Image-grounded pointing data
-=-=-

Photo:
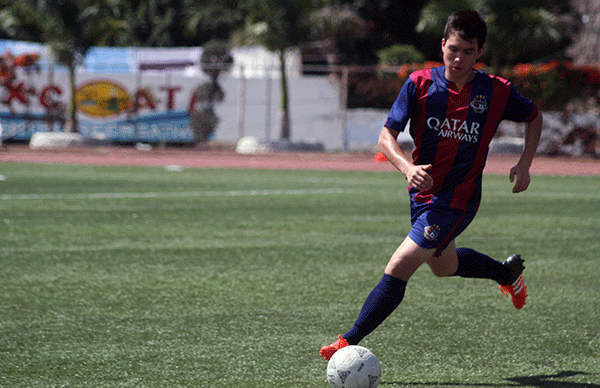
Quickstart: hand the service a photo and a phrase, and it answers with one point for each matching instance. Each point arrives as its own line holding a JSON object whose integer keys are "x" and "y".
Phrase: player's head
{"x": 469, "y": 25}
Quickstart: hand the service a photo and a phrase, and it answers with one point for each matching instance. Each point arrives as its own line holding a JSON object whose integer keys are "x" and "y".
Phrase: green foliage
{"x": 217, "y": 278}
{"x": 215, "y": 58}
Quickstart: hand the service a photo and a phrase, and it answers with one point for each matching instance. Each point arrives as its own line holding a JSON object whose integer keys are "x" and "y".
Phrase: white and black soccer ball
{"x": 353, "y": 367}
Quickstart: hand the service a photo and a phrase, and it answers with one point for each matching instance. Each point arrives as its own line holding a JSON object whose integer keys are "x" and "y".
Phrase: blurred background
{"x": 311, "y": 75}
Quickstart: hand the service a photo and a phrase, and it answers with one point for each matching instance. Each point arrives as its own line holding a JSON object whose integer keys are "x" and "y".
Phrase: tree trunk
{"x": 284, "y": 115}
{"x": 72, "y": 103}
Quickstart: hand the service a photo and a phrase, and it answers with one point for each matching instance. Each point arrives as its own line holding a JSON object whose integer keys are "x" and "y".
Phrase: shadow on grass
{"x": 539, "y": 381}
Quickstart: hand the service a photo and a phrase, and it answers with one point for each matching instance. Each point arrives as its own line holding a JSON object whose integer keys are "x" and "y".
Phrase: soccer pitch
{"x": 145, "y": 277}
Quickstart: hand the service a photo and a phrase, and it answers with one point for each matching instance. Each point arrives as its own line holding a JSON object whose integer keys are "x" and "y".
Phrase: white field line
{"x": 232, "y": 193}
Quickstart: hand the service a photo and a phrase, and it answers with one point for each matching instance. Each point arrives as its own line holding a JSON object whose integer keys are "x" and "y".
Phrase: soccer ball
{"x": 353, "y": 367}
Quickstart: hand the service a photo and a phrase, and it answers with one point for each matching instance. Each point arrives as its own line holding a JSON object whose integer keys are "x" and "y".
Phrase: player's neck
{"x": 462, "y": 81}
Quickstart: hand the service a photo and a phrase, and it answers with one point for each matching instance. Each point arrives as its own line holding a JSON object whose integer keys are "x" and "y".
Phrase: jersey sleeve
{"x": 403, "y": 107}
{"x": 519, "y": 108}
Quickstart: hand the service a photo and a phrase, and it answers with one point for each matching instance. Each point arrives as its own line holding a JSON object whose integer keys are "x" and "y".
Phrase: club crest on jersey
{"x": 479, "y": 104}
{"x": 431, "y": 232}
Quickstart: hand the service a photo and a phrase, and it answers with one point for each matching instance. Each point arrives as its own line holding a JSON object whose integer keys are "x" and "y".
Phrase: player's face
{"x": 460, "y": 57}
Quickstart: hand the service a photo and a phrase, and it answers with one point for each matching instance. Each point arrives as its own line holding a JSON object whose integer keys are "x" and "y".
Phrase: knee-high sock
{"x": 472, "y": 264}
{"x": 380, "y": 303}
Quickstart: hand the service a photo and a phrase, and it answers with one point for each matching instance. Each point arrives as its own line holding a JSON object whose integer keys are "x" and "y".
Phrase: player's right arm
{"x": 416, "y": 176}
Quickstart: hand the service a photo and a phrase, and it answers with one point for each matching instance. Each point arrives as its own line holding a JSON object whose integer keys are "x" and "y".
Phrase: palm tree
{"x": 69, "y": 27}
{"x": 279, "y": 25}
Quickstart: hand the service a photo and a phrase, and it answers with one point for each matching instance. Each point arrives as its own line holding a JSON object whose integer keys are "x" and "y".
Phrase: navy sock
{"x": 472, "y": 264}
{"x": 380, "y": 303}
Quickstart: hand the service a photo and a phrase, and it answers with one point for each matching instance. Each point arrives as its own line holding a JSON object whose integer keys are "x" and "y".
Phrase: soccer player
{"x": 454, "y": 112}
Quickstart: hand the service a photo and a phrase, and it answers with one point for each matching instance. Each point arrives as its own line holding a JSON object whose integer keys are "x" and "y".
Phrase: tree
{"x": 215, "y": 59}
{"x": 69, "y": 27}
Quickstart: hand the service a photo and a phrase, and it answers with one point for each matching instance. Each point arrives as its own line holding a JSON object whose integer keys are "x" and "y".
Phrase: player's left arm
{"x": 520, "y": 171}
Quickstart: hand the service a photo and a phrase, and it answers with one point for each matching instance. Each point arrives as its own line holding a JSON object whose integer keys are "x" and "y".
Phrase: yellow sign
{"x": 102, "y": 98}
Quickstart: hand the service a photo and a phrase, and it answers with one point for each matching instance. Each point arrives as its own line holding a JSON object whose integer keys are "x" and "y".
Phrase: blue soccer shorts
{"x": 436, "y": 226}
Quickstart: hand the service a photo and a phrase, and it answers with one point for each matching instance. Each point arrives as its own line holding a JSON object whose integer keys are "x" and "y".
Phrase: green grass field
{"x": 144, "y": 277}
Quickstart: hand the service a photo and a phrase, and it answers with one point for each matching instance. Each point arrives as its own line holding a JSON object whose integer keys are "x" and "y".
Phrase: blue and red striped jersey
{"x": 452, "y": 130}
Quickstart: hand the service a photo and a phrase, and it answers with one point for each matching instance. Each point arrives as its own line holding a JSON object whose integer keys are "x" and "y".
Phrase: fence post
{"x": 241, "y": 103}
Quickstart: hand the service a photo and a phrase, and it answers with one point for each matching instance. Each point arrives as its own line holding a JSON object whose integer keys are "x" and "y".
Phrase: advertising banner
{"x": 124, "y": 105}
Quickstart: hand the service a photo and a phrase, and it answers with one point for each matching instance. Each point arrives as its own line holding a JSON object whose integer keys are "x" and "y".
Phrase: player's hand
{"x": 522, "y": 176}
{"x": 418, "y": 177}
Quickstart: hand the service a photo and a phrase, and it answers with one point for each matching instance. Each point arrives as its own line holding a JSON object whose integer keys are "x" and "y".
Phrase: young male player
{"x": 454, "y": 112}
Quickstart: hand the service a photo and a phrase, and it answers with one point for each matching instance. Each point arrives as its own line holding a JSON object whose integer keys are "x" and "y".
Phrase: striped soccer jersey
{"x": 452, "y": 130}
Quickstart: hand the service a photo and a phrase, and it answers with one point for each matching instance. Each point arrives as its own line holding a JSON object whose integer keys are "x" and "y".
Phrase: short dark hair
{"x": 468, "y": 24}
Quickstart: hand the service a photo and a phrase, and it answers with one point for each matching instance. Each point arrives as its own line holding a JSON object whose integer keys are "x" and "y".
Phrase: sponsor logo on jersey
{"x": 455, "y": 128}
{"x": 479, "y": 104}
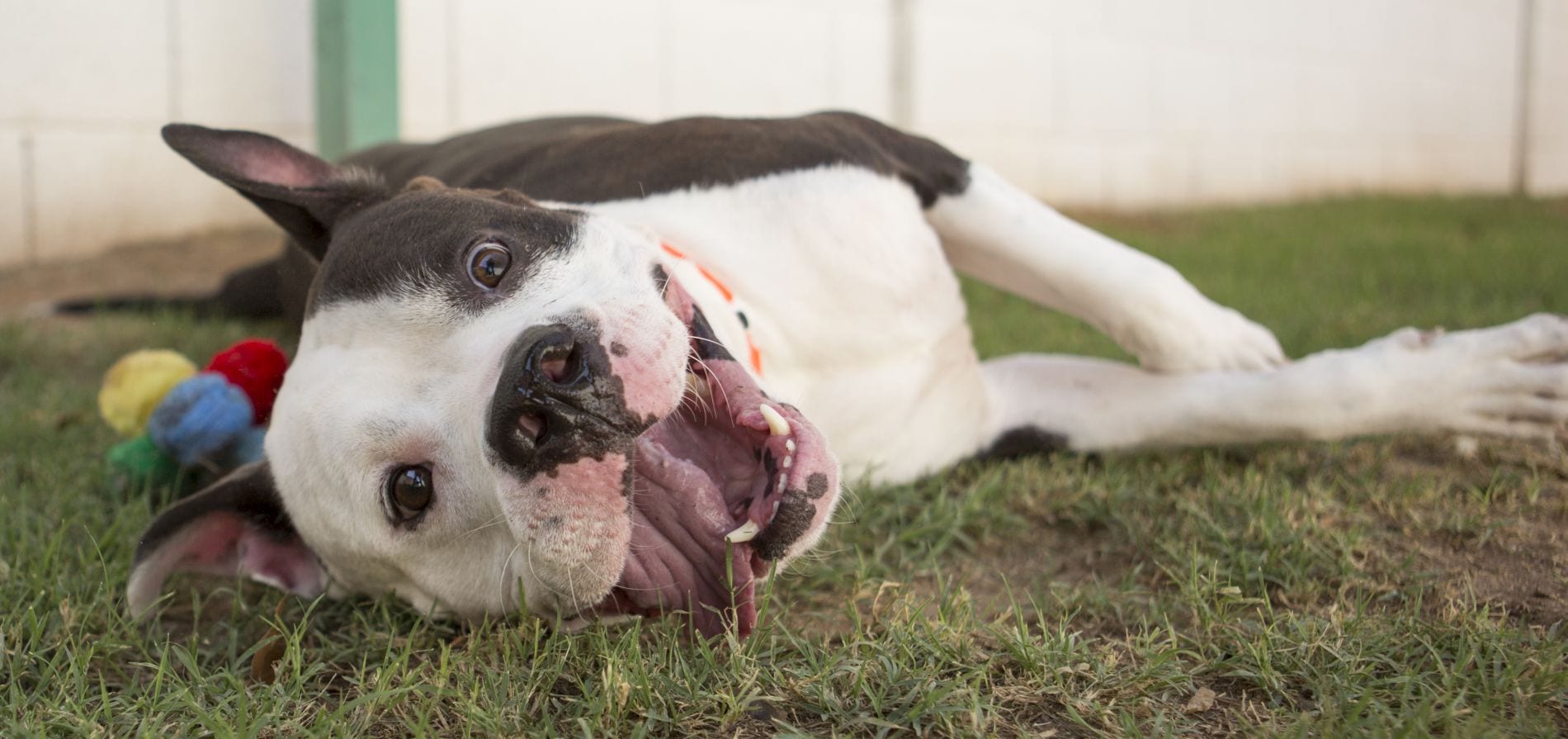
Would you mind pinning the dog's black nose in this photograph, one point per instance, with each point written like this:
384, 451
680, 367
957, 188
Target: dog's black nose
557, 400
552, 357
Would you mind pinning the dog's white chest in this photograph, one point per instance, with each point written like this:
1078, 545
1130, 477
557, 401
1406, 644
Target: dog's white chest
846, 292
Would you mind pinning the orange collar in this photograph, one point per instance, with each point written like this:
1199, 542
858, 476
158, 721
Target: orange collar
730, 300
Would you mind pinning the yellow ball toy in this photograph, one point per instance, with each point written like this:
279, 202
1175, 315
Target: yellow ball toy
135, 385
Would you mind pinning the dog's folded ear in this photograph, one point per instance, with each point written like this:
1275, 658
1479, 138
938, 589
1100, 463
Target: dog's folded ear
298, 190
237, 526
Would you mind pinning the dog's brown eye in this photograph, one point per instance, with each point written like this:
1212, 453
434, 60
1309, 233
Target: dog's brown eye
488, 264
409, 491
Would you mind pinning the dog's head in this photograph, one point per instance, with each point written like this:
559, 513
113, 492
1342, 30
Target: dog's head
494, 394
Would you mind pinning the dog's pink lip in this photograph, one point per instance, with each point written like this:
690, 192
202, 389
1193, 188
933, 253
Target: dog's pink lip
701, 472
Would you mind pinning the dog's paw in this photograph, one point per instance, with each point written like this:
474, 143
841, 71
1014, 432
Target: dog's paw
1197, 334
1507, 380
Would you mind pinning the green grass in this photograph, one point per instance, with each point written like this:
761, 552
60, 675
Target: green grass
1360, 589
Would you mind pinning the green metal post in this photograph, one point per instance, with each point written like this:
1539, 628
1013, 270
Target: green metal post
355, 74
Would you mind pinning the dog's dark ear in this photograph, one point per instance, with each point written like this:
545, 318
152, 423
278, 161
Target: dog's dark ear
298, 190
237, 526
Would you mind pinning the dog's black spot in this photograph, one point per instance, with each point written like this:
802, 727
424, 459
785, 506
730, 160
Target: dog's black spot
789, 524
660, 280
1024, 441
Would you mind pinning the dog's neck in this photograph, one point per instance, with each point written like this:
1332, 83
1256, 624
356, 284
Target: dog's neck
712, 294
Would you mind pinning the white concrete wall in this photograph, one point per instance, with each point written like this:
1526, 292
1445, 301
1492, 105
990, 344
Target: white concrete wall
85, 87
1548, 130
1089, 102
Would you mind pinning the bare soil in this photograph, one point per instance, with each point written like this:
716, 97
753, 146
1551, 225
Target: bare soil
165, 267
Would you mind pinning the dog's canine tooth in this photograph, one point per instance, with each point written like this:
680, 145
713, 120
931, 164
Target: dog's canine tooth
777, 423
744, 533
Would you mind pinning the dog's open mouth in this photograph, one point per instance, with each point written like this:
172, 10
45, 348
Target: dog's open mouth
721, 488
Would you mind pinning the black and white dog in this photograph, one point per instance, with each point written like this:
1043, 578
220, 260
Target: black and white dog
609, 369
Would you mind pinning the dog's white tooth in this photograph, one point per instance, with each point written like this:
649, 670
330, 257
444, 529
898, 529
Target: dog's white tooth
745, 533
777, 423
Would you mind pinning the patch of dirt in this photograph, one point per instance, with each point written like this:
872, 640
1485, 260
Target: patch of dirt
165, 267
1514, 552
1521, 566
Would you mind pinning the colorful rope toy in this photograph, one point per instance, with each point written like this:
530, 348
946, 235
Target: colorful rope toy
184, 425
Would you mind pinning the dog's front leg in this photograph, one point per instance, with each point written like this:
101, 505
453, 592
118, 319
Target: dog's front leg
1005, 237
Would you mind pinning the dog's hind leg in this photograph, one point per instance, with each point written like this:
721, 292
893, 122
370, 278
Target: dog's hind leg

-=-=-

Your assignment: Looking at the records above, state the number of lines where the word "hind" occurs, and write nothing beyond it.

Written reply: 2